__Required task__: Reproduce the following lines verbatim, omitting the pictures from your output.
....................
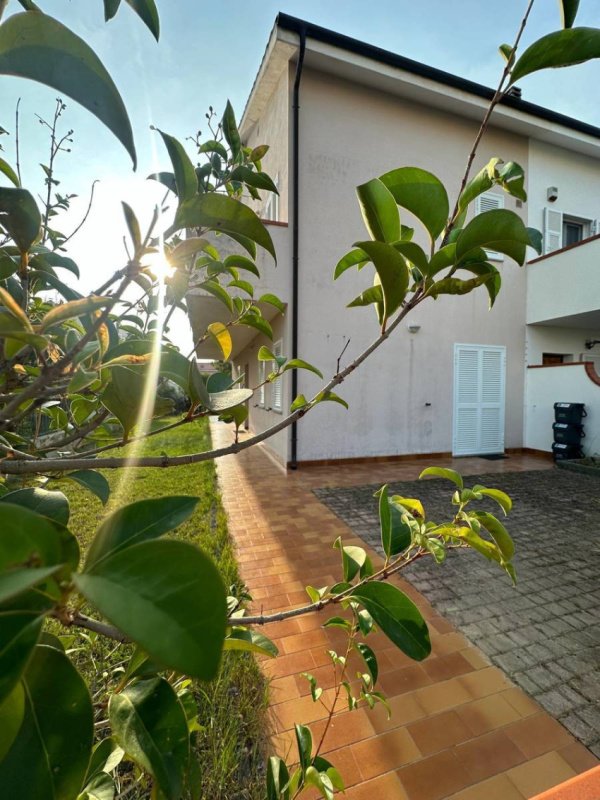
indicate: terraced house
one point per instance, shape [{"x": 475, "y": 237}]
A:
[{"x": 457, "y": 378}]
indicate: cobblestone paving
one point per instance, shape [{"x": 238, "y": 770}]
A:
[{"x": 545, "y": 633}]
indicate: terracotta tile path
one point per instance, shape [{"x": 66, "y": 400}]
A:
[{"x": 460, "y": 730}]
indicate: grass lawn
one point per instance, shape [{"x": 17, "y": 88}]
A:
[{"x": 233, "y": 707}]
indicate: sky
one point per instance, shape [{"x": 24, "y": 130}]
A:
[{"x": 210, "y": 52}]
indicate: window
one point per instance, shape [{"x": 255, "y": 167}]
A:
[
  {"x": 549, "y": 359},
  {"x": 272, "y": 207},
  {"x": 486, "y": 202},
  {"x": 562, "y": 230},
  {"x": 277, "y": 386}
]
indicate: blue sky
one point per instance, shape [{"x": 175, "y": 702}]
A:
....................
__Completed exercise__:
indicate: terraced house
one point per instance, shape [{"x": 475, "y": 237}]
A:
[{"x": 457, "y": 378}]
indicate: cobblestone paving
one point per instance, shape [{"x": 238, "y": 770}]
A:
[{"x": 545, "y": 633}]
indicate: terracotta tile path
one point per instance, shape [{"x": 66, "y": 400}]
A:
[{"x": 460, "y": 730}]
indicate: grass lawn
one point per instance, shape [{"x": 17, "y": 88}]
A:
[{"x": 233, "y": 707}]
indicate: sky
one point per instance, shape [{"x": 24, "y": 130}]
A:
[{"x": 210, "y": 52}]
indicate: window
one point per instance, shape [{"x": 255, "y": 167}]
A:
[
  {"x": 549, "y": 359},
  {"x": 272, "y": 207},
  {"x": 486, "y": 202},
  {"x": 562, "y": 230},
  {"x": 277, "y": 386}
]
indicate: blue sky
one point per instance, shape [{"x": 175, "y": 702}]
A:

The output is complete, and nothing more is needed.